■ Stored items:
START

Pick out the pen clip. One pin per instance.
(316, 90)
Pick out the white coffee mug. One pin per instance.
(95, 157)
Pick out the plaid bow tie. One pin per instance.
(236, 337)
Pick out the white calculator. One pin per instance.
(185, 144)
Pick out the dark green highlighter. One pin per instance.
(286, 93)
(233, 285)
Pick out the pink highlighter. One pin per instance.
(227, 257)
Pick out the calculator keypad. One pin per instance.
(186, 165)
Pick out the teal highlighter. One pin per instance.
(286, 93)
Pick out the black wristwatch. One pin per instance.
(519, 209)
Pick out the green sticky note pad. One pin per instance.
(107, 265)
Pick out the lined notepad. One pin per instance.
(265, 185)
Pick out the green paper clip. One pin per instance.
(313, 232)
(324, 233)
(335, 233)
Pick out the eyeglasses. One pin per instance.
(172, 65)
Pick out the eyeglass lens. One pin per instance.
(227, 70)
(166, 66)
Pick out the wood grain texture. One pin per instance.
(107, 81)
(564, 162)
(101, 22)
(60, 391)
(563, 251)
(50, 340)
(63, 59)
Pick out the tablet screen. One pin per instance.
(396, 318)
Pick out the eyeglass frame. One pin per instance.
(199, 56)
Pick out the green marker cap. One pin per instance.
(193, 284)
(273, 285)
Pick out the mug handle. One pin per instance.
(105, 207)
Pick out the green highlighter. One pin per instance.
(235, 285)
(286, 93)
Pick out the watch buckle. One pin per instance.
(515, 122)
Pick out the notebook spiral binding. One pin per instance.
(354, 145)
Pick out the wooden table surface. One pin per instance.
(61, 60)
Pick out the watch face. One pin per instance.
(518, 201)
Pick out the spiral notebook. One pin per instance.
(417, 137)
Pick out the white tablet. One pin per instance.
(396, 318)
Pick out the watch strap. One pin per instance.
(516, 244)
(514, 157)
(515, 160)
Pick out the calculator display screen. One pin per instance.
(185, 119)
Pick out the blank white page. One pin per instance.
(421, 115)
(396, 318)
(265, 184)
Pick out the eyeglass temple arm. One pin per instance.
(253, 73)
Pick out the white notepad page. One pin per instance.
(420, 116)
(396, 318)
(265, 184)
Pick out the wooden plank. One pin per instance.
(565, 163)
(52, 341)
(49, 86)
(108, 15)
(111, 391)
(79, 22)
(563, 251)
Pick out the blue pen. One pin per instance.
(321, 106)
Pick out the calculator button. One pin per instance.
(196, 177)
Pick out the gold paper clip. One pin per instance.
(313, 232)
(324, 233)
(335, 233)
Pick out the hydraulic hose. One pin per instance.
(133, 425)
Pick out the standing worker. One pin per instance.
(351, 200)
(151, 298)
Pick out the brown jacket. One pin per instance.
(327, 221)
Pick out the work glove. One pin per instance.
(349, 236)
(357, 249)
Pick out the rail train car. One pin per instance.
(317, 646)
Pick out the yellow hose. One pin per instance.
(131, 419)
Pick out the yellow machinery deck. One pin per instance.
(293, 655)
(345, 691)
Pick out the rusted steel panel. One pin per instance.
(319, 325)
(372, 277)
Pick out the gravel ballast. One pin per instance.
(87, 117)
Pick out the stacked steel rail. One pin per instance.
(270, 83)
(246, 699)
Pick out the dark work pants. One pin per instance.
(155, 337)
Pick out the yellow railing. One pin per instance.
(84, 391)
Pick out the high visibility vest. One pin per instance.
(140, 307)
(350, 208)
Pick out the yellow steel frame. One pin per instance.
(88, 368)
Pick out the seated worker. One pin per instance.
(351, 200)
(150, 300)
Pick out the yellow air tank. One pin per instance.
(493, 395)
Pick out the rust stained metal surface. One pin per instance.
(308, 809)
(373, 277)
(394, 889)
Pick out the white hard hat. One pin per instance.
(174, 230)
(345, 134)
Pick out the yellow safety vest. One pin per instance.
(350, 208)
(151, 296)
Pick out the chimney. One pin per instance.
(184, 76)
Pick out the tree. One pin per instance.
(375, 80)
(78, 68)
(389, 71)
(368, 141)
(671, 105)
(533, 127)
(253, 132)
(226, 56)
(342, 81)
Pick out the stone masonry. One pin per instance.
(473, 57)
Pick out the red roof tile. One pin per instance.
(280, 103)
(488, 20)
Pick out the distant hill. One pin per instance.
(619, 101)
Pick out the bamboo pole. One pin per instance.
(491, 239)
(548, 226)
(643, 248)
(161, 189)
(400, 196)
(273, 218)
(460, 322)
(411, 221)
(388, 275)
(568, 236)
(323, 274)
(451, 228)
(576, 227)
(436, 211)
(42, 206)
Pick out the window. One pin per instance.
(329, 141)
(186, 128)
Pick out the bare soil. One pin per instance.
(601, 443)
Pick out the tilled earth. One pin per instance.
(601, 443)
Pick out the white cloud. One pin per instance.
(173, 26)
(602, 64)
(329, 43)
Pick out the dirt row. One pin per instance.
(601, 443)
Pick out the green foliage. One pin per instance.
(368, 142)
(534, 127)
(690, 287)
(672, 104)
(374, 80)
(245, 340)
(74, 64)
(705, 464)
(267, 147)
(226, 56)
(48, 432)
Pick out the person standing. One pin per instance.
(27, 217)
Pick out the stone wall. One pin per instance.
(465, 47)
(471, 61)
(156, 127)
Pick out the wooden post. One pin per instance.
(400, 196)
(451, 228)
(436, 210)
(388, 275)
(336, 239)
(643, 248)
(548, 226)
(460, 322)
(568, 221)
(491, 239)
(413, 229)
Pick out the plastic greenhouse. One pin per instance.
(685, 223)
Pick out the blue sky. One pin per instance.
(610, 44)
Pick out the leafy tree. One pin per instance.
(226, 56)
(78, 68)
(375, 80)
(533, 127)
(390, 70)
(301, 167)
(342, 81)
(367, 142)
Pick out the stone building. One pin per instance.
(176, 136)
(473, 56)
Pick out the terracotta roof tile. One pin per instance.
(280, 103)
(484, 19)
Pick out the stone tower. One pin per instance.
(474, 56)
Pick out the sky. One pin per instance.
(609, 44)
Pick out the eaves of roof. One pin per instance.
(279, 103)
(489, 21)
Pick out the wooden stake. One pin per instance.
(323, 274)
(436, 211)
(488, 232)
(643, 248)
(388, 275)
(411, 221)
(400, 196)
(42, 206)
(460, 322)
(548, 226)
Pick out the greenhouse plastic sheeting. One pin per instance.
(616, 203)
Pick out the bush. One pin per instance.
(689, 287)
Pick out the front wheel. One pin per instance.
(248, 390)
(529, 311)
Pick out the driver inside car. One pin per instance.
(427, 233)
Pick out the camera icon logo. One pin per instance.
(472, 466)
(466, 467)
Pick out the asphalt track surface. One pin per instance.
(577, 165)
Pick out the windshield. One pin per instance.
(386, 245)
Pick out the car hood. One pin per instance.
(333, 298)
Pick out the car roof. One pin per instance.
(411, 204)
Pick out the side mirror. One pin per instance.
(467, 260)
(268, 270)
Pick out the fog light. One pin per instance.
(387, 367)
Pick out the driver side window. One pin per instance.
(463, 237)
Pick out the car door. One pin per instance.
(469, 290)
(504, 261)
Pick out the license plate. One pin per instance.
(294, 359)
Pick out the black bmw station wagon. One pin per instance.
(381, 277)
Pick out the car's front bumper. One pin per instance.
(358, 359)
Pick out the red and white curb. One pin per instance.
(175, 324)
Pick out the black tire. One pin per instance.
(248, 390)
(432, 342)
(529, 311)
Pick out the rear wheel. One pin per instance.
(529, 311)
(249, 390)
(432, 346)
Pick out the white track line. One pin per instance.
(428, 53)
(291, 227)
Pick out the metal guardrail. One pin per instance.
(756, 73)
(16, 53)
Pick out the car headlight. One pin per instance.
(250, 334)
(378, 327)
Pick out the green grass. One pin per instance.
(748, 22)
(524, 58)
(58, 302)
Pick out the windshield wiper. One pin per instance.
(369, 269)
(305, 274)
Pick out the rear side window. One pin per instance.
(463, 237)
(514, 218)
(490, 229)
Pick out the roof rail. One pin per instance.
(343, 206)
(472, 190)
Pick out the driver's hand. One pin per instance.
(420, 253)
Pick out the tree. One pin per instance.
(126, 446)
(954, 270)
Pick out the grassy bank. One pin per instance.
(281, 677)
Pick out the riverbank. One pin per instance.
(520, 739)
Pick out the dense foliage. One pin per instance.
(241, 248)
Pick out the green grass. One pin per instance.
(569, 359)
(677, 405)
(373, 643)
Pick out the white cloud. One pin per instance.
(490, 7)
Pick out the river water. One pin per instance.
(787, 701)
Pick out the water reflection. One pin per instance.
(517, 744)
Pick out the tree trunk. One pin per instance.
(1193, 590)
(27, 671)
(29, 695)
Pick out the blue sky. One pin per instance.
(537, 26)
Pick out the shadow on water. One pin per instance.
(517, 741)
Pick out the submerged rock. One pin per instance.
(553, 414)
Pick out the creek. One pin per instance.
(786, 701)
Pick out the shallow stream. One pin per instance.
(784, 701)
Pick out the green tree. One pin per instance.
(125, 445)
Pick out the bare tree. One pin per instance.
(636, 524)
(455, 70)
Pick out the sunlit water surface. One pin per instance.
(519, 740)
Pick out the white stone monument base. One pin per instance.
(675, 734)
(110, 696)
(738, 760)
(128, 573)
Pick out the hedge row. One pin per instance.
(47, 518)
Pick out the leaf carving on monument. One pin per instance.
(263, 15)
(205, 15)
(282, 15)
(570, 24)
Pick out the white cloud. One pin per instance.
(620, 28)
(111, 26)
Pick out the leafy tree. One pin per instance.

END

■ Required work:
Take every line from the one containing "Pick out the shallow" to the end of the listing and output it exactly, with nothing else.

■ Correct answer:
Pick out the shallow stream. One pin per instance.
(784, 701)
Pick out the green tree. One pin per instance.
(125, 445)
Pick out the bare tree. One pin per instance.
(636, 524)
(455, 70)
Pick out the sunlit water surface. One pin per instance.
(519, 740)
Pick out the white stone monument base. One pin per instance.
(675, 734)
(110, 696)
(738, 760)
(128, 573)
Pick out the hedge row. One pin per instance.
(47, 518)
Pick out the leaf carving on monument. One pin per instance.
(263, 15)
(205, 15)
(282, 15)
(570, 24)
Pick out the white cloud. One pin per instance.
(620, 28)
(111, 26)
Pick out the leafy tree. One pin per instance.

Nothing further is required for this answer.